**** Data for this task ****

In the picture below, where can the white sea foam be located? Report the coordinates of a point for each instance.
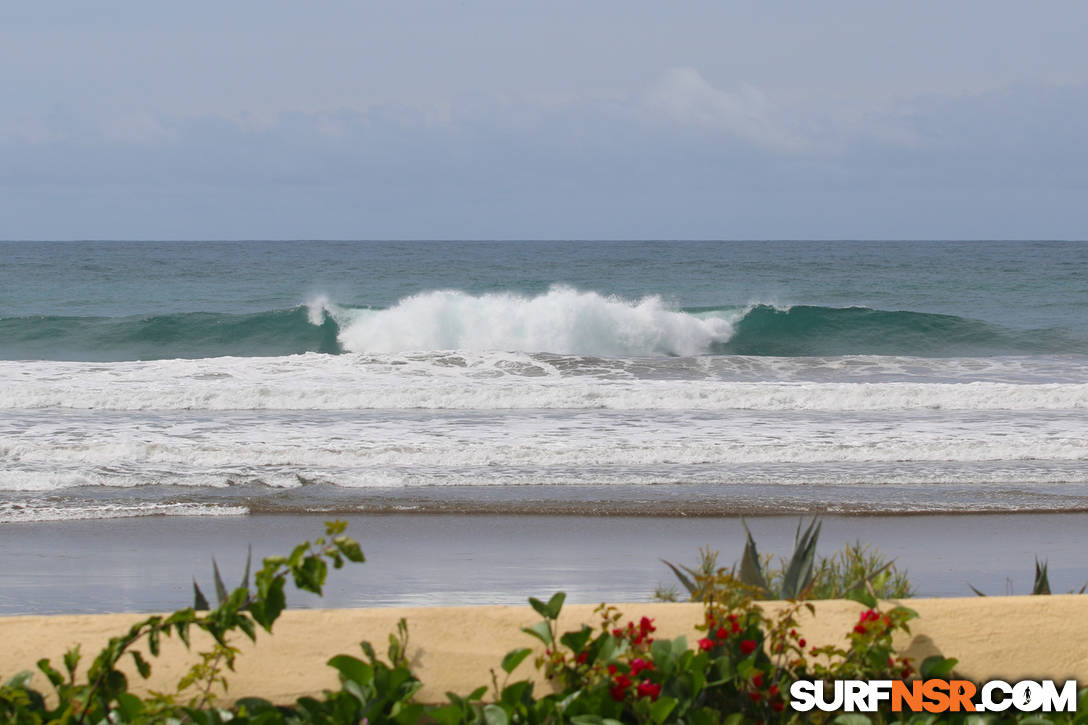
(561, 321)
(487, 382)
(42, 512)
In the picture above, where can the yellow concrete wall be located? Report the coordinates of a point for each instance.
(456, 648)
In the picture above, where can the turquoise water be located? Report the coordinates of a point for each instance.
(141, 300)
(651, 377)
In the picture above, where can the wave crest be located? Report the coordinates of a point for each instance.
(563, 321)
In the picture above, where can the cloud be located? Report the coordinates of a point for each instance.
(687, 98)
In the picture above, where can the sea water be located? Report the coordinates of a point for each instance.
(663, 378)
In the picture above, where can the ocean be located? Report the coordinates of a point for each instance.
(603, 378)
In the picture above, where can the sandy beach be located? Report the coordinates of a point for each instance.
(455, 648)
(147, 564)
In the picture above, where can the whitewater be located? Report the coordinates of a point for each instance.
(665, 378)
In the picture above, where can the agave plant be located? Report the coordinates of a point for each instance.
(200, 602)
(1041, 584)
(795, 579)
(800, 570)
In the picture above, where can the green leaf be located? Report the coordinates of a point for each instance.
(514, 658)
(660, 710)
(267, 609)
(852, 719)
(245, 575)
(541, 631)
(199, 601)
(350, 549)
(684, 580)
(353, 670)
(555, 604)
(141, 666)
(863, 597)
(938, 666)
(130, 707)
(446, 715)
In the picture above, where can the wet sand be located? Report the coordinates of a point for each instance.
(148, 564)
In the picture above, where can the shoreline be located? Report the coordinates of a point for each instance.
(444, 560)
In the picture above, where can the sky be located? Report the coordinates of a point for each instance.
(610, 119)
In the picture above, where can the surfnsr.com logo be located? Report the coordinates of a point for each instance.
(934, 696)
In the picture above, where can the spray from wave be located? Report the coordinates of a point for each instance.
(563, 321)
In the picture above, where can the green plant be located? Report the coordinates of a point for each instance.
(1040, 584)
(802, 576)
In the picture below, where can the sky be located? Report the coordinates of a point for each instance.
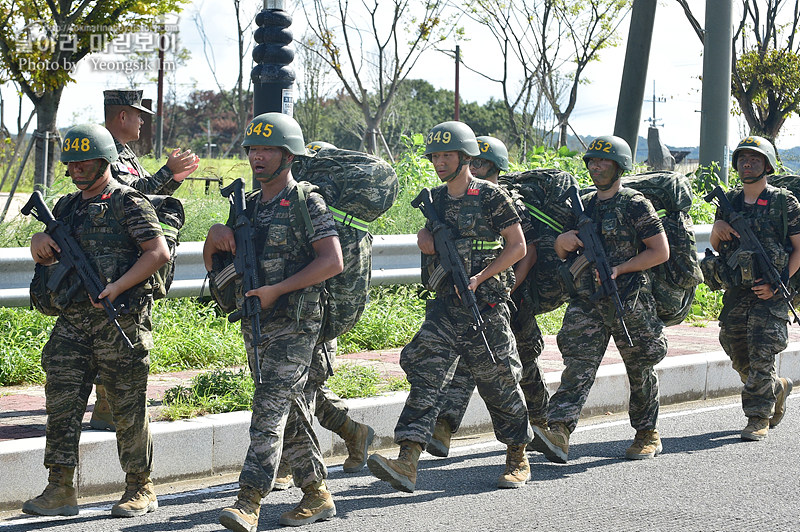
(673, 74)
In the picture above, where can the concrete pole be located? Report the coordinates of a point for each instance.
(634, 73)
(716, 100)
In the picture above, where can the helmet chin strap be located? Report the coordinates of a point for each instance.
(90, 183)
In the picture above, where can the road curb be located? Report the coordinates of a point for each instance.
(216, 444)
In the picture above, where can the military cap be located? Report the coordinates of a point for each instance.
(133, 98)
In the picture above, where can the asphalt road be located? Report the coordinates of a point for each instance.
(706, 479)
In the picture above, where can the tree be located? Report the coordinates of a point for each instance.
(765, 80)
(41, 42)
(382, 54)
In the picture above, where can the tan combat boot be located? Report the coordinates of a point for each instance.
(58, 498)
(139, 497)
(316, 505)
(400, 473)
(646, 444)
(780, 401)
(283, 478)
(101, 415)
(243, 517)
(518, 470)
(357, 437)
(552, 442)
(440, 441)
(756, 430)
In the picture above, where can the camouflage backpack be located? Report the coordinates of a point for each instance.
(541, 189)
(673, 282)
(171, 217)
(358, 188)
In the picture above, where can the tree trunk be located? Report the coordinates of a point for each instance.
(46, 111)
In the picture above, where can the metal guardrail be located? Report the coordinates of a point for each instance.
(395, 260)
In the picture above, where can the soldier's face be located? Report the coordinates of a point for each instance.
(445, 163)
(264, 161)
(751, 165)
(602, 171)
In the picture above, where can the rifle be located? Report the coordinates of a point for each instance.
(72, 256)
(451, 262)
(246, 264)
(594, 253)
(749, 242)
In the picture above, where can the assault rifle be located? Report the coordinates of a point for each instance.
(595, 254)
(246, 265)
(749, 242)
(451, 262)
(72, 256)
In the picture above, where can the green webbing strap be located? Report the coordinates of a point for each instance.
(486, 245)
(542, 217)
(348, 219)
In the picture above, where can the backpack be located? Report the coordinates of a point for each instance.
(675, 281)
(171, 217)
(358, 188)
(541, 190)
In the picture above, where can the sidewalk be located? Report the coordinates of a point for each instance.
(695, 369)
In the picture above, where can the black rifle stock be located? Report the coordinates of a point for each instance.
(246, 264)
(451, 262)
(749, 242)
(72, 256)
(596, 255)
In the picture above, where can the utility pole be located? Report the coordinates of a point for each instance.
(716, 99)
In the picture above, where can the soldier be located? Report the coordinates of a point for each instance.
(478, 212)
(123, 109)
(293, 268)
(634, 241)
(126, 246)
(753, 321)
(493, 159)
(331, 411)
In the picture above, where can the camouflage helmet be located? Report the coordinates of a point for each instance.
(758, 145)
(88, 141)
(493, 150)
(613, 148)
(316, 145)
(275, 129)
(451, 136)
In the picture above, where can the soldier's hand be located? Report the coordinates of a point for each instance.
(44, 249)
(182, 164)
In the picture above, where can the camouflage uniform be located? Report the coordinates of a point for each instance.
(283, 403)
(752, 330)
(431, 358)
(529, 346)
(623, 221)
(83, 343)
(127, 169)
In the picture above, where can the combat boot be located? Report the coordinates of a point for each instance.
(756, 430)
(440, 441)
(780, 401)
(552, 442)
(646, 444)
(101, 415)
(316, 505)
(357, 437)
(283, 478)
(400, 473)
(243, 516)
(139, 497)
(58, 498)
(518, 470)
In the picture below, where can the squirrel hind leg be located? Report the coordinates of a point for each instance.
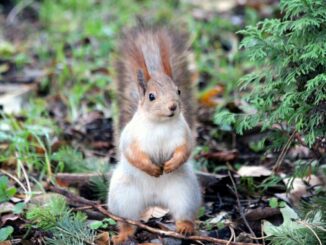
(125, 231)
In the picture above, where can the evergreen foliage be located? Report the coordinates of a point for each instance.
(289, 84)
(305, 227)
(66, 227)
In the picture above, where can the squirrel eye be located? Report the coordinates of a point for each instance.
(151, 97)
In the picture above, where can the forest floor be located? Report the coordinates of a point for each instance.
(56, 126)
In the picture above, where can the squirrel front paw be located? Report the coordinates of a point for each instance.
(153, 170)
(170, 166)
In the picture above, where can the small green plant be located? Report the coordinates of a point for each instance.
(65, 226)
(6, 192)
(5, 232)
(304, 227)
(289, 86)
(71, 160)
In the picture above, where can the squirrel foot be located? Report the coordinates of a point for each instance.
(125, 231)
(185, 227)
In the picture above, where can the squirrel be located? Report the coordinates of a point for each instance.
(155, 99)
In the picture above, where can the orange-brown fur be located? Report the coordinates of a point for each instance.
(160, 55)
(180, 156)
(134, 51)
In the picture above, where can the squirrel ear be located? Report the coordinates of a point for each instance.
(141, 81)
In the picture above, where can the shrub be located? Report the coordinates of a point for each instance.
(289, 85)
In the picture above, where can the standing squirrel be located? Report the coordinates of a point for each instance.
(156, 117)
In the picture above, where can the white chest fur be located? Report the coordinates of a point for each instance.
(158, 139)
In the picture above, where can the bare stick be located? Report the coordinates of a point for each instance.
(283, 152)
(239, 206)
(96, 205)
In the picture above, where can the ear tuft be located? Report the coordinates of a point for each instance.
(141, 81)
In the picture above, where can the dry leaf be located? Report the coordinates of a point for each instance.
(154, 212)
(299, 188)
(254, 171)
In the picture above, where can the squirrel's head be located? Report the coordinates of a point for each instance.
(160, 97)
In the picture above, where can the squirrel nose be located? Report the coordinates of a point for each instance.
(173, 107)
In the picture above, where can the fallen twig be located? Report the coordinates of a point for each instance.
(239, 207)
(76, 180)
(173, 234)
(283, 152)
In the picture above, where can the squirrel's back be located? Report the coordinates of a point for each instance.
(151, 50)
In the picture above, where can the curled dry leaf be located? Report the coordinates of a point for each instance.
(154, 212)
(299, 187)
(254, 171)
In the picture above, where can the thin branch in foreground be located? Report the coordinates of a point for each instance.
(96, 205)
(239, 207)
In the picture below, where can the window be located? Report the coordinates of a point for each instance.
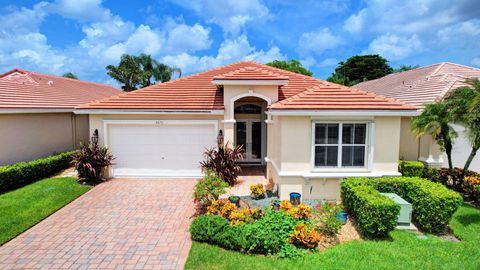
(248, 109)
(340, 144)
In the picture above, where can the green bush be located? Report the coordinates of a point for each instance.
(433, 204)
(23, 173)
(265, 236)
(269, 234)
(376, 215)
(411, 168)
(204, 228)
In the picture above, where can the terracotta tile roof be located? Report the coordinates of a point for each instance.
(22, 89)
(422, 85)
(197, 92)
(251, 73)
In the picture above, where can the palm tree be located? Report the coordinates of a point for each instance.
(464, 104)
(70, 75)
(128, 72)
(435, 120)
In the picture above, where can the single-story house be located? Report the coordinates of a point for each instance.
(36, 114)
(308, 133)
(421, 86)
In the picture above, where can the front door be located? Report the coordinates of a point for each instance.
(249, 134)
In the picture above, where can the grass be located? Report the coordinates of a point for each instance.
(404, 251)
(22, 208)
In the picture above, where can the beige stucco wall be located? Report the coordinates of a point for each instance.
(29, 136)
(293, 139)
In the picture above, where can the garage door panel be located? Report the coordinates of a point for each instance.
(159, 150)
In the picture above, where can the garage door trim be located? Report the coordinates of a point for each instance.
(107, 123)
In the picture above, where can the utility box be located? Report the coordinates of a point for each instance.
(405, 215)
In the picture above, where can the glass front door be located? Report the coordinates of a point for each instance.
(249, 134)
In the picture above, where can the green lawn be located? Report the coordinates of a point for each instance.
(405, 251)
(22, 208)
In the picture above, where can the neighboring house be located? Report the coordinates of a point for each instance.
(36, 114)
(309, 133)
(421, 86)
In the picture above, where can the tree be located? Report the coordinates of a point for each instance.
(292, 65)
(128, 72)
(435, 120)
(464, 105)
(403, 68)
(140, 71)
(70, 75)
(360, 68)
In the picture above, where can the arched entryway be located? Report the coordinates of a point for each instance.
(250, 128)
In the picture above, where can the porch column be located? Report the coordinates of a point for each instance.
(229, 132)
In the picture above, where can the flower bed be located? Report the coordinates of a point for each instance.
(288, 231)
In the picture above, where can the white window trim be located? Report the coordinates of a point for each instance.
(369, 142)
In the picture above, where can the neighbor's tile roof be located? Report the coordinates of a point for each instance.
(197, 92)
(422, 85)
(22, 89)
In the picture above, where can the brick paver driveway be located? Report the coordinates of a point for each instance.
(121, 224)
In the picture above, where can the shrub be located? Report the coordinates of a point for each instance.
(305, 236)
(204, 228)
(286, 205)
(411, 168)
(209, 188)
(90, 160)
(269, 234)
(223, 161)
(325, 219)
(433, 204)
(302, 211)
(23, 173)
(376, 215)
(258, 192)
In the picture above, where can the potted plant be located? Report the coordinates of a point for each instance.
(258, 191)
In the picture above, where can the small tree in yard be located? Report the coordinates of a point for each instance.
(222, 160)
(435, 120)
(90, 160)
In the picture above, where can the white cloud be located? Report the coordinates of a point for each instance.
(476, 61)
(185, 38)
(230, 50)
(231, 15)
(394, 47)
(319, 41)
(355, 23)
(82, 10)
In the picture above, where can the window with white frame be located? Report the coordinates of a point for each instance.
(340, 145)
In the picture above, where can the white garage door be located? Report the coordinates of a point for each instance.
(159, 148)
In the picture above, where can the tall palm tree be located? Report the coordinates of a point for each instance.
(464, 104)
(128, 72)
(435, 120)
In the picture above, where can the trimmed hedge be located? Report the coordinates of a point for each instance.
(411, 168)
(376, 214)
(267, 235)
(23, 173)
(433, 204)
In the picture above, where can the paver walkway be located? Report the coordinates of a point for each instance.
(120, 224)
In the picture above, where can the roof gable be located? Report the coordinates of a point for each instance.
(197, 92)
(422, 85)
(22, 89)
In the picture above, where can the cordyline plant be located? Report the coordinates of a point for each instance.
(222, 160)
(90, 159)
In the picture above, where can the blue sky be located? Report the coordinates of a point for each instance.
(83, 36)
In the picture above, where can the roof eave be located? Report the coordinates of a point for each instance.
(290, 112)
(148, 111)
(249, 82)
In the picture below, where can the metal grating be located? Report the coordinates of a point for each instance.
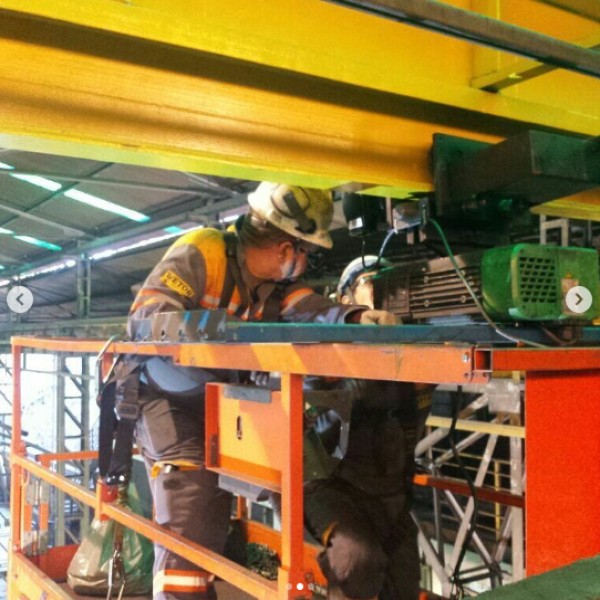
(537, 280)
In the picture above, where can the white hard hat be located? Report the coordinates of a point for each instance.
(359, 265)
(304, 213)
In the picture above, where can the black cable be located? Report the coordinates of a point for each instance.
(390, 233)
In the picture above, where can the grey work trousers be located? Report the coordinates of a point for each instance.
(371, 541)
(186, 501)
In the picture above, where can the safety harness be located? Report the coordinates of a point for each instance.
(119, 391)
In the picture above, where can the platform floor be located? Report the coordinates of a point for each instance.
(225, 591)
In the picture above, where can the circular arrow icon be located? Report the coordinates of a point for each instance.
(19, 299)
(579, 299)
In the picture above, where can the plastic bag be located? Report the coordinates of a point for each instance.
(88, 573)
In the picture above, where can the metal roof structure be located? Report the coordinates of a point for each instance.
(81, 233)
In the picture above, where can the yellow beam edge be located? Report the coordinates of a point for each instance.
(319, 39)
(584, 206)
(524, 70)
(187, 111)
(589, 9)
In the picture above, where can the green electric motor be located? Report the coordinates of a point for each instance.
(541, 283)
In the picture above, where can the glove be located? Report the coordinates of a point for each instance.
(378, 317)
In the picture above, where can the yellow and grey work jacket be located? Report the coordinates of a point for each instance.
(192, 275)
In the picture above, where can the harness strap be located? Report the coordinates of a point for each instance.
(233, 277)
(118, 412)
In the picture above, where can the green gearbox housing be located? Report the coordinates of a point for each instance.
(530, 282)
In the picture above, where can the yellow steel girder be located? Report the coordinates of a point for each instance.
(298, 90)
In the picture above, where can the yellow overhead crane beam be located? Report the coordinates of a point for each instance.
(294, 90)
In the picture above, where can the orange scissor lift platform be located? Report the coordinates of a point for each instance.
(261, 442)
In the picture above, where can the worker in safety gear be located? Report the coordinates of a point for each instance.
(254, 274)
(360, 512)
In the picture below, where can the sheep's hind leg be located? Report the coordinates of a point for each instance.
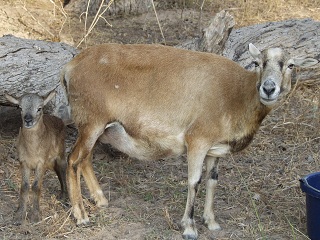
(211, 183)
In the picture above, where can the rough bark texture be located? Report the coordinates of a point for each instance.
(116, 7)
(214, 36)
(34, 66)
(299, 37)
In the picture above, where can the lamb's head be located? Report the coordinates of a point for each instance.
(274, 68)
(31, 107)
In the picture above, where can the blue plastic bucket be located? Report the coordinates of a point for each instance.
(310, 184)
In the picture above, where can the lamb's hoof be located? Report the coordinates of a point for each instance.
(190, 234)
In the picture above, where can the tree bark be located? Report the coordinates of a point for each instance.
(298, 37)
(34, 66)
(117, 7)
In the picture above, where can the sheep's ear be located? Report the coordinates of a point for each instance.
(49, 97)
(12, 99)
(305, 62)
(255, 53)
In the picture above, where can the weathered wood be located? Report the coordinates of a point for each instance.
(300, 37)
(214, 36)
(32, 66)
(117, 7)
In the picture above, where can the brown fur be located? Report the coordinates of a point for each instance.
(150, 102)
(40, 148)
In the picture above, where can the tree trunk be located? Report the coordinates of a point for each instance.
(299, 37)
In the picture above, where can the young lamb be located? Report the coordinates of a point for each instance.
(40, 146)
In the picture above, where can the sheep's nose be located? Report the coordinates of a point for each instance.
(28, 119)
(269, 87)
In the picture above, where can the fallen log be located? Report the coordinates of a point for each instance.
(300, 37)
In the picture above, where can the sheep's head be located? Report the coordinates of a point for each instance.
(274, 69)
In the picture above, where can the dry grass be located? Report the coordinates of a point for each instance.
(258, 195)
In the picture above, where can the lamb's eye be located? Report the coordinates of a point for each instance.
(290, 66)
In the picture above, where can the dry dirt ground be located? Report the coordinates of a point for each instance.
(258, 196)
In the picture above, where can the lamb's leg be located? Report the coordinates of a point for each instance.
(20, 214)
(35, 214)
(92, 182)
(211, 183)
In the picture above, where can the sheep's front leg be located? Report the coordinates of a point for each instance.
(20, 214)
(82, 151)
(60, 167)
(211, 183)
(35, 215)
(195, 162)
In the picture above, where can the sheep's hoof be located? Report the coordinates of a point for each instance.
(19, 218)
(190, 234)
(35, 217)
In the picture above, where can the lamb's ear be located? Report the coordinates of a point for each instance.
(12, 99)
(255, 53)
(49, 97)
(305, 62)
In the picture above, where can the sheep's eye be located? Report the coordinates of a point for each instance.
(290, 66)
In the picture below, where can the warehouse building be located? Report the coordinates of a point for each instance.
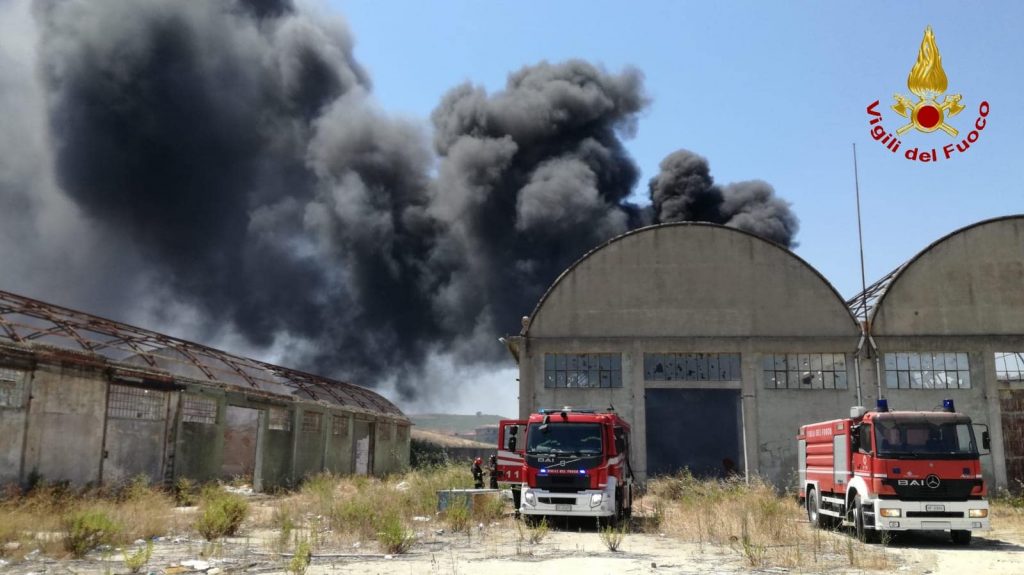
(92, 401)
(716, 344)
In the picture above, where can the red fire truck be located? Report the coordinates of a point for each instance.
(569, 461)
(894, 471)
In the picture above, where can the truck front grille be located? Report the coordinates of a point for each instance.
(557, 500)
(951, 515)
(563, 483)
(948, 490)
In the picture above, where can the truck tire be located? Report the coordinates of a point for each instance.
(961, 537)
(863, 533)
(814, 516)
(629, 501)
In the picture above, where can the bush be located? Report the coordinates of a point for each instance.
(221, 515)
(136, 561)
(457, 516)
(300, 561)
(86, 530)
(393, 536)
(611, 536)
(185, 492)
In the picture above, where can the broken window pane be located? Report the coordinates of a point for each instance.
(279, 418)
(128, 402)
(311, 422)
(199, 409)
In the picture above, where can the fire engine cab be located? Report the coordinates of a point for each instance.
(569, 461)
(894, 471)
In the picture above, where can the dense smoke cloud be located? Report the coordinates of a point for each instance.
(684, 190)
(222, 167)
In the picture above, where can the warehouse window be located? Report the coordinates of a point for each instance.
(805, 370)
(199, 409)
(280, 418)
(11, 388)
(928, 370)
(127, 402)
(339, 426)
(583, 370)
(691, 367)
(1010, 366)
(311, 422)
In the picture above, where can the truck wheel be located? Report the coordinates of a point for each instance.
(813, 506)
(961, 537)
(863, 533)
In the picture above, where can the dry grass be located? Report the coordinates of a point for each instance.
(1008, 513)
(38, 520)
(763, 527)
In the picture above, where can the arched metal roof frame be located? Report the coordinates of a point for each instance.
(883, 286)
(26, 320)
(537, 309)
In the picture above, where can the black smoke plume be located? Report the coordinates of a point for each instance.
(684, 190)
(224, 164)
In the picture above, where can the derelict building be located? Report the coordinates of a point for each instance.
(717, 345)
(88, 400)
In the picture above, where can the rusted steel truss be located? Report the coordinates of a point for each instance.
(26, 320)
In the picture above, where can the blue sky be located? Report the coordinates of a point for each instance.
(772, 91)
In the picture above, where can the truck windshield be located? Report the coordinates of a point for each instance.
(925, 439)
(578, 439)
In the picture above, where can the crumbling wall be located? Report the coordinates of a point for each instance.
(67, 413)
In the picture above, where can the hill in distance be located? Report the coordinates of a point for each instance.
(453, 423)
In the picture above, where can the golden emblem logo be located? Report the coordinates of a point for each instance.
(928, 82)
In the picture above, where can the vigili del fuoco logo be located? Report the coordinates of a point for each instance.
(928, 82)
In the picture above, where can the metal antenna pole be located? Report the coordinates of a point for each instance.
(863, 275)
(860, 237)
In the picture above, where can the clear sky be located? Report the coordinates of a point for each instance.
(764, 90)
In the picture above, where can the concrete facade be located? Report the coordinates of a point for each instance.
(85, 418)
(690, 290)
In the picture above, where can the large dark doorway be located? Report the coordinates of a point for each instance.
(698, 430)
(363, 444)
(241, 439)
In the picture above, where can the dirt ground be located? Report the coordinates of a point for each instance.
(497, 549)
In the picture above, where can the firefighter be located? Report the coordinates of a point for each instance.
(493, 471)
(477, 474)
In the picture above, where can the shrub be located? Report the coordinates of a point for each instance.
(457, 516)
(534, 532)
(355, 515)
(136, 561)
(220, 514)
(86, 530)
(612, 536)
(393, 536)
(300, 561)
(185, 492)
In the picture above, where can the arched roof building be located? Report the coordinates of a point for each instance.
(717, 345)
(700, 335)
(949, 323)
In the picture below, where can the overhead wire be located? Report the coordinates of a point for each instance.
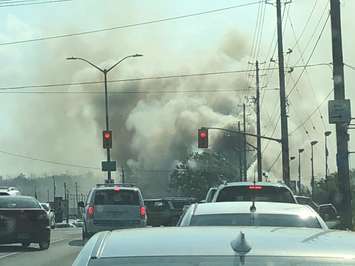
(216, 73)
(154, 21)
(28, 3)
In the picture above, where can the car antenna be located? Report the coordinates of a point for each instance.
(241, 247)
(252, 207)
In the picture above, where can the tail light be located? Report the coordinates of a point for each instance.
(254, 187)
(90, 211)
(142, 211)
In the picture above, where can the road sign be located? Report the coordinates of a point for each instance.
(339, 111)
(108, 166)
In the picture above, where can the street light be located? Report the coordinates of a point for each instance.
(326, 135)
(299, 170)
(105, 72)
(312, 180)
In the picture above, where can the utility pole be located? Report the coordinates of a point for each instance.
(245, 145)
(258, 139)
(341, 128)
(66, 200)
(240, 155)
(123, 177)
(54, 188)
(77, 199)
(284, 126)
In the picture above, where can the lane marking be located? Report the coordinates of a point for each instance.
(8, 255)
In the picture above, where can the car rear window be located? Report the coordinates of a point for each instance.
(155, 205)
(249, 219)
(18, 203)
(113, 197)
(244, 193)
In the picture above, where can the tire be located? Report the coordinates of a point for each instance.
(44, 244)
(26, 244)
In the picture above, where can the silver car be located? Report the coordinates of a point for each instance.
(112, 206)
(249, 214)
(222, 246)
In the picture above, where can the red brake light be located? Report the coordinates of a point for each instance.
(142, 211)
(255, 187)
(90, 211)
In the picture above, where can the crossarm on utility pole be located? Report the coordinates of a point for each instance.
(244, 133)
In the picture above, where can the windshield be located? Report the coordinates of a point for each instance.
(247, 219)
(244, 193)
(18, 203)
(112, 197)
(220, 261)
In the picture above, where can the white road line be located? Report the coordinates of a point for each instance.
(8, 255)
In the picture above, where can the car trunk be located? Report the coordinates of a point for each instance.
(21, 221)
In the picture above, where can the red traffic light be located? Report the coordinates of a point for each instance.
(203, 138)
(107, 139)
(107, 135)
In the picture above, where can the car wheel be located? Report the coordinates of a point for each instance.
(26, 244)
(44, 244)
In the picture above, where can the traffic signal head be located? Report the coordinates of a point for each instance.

****

▶ Problem to solve
Extract every line from the one containing "In the picture above, where can the crossarm" through the last line of the data, inclusive, exactly as written.

▶ Solved exercise
In the picture above, where can the crossarm on utility pole be located? Report the coordinates of a point for each instance.
(244, 133)
In the picture above, where can the windshield be located? Report the coordinates of a point for each instance.
(247, 219)
(244, 193)
(18, 203)
(112, 197)
(220, 261)
In the picture above, where can the white road line be located? Report the coordinates of a point for each instance.
(8, 255)
In the picture above, where can the car trunk be located? Report the coordinates of a point for each instance.
(21, 221)
In the picture above, where can the red traffic light be located? Report the coordinates of a point for each instance.
(203, 138)
(107, 139)
(107, 135)
In the picture above, where can the car wheel be located? Report the coordinates of a point for each instance.
(26, 244)
(44, 244)
In the picture above, where can the traffic signal head be located? Report the coordinates of a point for each instance.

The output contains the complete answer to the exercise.